*** Opening RECORDS SHOWN ***

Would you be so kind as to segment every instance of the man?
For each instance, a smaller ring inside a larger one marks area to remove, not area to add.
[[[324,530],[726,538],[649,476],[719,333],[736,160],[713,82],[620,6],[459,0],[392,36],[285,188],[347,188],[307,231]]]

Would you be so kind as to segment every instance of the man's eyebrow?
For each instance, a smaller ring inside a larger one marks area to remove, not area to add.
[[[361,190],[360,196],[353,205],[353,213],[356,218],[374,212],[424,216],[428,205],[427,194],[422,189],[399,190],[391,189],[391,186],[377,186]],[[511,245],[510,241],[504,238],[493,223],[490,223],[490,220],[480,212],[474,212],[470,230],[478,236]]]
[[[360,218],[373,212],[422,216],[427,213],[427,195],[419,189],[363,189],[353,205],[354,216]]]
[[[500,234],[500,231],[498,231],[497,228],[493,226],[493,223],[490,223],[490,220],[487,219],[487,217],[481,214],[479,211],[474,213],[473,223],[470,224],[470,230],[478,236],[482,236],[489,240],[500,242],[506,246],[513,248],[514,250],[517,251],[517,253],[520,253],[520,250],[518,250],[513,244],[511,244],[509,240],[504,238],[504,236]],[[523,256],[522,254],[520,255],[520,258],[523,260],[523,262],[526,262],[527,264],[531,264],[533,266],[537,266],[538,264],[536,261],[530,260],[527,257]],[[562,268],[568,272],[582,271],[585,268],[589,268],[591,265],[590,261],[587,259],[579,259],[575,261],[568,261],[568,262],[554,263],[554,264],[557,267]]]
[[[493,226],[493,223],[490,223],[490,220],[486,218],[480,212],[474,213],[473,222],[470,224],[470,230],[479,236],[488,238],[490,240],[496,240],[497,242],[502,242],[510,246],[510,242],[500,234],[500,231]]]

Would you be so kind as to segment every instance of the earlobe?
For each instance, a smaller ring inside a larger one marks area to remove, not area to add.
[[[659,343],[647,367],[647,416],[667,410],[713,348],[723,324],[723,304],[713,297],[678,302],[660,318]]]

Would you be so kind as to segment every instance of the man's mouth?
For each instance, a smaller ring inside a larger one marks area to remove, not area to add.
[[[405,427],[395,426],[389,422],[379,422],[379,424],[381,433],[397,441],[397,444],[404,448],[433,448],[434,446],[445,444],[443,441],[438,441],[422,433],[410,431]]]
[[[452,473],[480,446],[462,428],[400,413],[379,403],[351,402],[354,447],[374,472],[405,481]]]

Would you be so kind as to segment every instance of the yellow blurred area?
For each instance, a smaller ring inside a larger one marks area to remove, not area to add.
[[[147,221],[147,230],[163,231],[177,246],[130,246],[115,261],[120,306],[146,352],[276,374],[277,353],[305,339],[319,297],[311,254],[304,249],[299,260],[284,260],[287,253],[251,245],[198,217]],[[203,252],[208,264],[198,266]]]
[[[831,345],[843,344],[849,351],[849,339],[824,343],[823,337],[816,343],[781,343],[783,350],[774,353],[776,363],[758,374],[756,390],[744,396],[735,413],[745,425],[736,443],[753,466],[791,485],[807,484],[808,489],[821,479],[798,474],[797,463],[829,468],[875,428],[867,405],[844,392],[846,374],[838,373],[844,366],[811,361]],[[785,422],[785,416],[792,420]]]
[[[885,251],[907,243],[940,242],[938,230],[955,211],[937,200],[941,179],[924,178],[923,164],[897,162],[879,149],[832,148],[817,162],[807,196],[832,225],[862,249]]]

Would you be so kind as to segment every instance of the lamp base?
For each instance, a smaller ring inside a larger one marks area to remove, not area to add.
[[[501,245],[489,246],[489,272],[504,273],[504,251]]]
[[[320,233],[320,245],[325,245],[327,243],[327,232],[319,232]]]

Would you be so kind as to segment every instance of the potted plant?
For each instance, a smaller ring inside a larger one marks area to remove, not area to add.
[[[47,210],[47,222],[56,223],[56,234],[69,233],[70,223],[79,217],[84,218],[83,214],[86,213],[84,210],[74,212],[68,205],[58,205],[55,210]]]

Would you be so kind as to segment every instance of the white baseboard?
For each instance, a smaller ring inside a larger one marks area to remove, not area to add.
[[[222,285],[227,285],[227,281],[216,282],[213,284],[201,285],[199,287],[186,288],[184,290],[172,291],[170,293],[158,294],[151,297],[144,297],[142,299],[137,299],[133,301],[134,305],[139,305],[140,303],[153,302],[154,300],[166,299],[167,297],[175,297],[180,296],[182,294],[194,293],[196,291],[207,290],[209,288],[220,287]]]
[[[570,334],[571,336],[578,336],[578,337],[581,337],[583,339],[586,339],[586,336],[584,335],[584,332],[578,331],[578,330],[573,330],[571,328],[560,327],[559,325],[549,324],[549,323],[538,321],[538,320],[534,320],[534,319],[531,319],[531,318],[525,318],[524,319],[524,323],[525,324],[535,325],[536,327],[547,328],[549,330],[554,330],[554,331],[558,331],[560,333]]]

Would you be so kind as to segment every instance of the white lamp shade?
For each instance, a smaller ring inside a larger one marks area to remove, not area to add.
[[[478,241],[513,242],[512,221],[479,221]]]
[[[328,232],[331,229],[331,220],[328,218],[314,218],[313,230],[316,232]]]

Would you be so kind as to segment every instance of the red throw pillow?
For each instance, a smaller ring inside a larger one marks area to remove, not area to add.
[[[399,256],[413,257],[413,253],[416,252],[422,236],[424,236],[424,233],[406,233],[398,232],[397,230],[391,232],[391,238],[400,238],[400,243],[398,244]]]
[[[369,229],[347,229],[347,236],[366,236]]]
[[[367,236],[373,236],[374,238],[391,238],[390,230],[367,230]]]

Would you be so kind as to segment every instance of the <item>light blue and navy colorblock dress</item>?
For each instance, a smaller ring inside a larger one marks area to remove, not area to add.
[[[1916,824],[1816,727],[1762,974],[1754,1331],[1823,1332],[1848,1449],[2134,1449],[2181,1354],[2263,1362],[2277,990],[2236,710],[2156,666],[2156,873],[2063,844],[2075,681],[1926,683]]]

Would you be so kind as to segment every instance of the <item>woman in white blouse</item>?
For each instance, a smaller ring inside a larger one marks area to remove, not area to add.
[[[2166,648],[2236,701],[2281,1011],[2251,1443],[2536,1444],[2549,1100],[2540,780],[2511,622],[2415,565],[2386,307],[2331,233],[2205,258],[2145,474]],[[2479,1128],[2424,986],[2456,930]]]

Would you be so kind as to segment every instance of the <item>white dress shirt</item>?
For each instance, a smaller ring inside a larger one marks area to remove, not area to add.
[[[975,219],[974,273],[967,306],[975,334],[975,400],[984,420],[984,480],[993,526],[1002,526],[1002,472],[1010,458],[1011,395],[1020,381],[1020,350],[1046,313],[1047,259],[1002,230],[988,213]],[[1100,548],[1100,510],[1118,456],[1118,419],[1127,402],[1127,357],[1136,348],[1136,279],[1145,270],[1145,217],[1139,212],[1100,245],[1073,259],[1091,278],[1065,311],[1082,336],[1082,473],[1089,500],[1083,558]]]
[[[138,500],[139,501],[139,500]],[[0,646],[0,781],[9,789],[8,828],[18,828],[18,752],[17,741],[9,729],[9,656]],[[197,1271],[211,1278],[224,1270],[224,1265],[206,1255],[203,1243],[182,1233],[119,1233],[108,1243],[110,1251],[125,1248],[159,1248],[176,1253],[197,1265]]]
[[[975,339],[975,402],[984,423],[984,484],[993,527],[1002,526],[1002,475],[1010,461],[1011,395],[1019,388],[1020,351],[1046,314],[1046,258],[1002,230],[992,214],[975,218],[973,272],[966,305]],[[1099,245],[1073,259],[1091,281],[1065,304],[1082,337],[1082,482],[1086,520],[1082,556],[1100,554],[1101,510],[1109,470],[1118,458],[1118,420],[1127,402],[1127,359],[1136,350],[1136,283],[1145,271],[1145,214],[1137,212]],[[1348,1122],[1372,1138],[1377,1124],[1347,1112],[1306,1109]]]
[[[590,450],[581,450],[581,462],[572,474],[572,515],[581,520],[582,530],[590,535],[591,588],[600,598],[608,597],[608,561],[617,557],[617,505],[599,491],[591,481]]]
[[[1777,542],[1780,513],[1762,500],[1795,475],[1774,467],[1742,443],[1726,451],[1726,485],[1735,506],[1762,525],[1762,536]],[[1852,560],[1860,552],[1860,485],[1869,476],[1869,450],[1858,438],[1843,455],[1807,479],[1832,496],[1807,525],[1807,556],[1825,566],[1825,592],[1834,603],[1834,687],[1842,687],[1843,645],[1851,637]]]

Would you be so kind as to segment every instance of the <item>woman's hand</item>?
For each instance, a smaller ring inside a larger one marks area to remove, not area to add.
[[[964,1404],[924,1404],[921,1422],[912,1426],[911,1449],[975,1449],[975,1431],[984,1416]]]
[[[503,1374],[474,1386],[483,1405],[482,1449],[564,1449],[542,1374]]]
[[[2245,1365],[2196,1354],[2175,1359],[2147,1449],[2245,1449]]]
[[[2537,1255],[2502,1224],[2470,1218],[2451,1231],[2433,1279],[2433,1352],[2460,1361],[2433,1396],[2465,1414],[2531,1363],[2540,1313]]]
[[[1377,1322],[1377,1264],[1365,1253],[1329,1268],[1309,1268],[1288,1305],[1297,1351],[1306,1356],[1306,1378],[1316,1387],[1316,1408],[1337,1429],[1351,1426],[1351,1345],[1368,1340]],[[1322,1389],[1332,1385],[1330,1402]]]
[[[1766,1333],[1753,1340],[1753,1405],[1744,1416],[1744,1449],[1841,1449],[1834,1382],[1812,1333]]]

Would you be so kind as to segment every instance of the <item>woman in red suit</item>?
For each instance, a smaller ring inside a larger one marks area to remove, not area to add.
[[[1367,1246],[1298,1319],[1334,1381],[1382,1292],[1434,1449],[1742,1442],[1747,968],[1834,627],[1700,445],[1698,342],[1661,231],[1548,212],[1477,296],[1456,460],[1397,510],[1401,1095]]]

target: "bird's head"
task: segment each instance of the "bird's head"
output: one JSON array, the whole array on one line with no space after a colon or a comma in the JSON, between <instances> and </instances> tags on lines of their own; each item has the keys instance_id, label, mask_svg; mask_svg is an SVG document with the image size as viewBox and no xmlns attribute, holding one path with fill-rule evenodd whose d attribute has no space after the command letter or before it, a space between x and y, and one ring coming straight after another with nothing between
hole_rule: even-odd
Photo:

*** Closing RECORDS SHOWN ***

**INSTRUCTIONS FOR THE TASK**
Where a line in the records above contains the word "head", copy that line.

**PROBLEM SOLUTION**
target: "bird's head"
task: segment each instance of the "bird's head"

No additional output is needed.